Given task:
Recast the lines of the records below as a numbered list, skipping blank lines. Leave the pictures out of your answer.

#### Task input

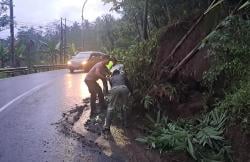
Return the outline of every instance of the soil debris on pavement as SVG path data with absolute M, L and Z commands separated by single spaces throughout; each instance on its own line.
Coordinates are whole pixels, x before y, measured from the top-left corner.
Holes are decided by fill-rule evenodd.
M 108 157 L 108 161 L 118 162 L 164 161 L 159 153 L 135 141 L 143 134 L 139 129 L 141 119 L 138 119 L 138 116 L 129 119 L 129 128 L 122 127 L 120 119 L 115 117 L 110 133 L 102 133 L 105 115 L 106 110 L 101 110 L 100 113 L 90 117 L 89 99 L 85 99 L 83 105 L 76 105 L 70 111 L 63 113 L 62 119 L 53 125 L 56 125 L 56 129 L 66 137 L 79 141 L 82 145 L 82 154 L 85 154 L 86 150 L 91 150 L 95 152 L 95 156 L 100 155 L 99 161 L 105 161 L 104 157 Z

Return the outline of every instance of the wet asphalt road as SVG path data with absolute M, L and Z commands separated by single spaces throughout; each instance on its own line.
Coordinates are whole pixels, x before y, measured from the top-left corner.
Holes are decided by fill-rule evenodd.
M 79 161 L 91 156 L 51 125 L 89 96 L 85 75 L 58 70 L 0 80 L 1 162 Z

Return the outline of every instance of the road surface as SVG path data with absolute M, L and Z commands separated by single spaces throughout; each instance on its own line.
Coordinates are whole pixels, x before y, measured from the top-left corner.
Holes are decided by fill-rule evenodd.
M 62 112 L 89 96 L 85 75 L 58 70 L 0 80 L 1 162 L 91 161 L 89 157 L 96 157 L 52 125 Z M 109 161 L 103 156 L 95 161 Z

########

Solved exercise:
1. Return the outline of every instance of the soil debris on pavement as SVG path data with absolute M, L and Z commands separated by single spaces throughout; each instance on its own line.
2. Coordinates are whole pixels, x before y, measured from the top-left corner.
3. Holes are decided by fill-rule evenodd.
4. M 108 157 L 108 161 L 118 162 L 164 161 L 159 153 L 135 141 L 143 134 L 139 129 L 141 119 L 138 119 L 138 116 L 129 119 L 129 128 L 122 127 L 120 119 L 115 117 L 110 133 L 102 133 L 105 115 L 106 110 L 101 110 L 100 113 L 90 117 L 89 99 L 85 99 L 83 105 L 76 105 L 70 111 L 63 113 L 62 119 L 53 125 L 56 125 L 56 129 L 66 137 L 79 141 L 82 145 L 82 154 L 85 154 L 86 150 L 91 150 L 95 152 L 95 156 L 100 155 L 99 161 L 105 161 L 104 157 Z
5. Return the outline of every instance of the wet asphalt road as SVG path data with absolute M, L and Z commands separated by single spaces throughout; each instance on its own line.
6. Coordinates are whole pixels, x before y, measured from the top-left corner.
7. Holes are decided by fill-rule evenodd.
8. M 79 161 L 91 156 L 51 125 L 89 96 L 85 75 L 58 70 L 0 80 L 1 162 Z
9. Return the outline of every instance of the road surface as SVG path data with absolute M, L and Z commands separated by single spaces throughout; each instance on its own line.
10. Coordinates are whole pixels, x before y, measured from the top-left corner.
11. Holes are decided by fill-rule evenodd.
12. M 62 112 L 89 96 L 85 75 L 58 70 L 0 80 L 1 162 L 91 161 L 89 157 L 96 157 L 52 125 Z M 109 161 L 103 156 L 95 161 Z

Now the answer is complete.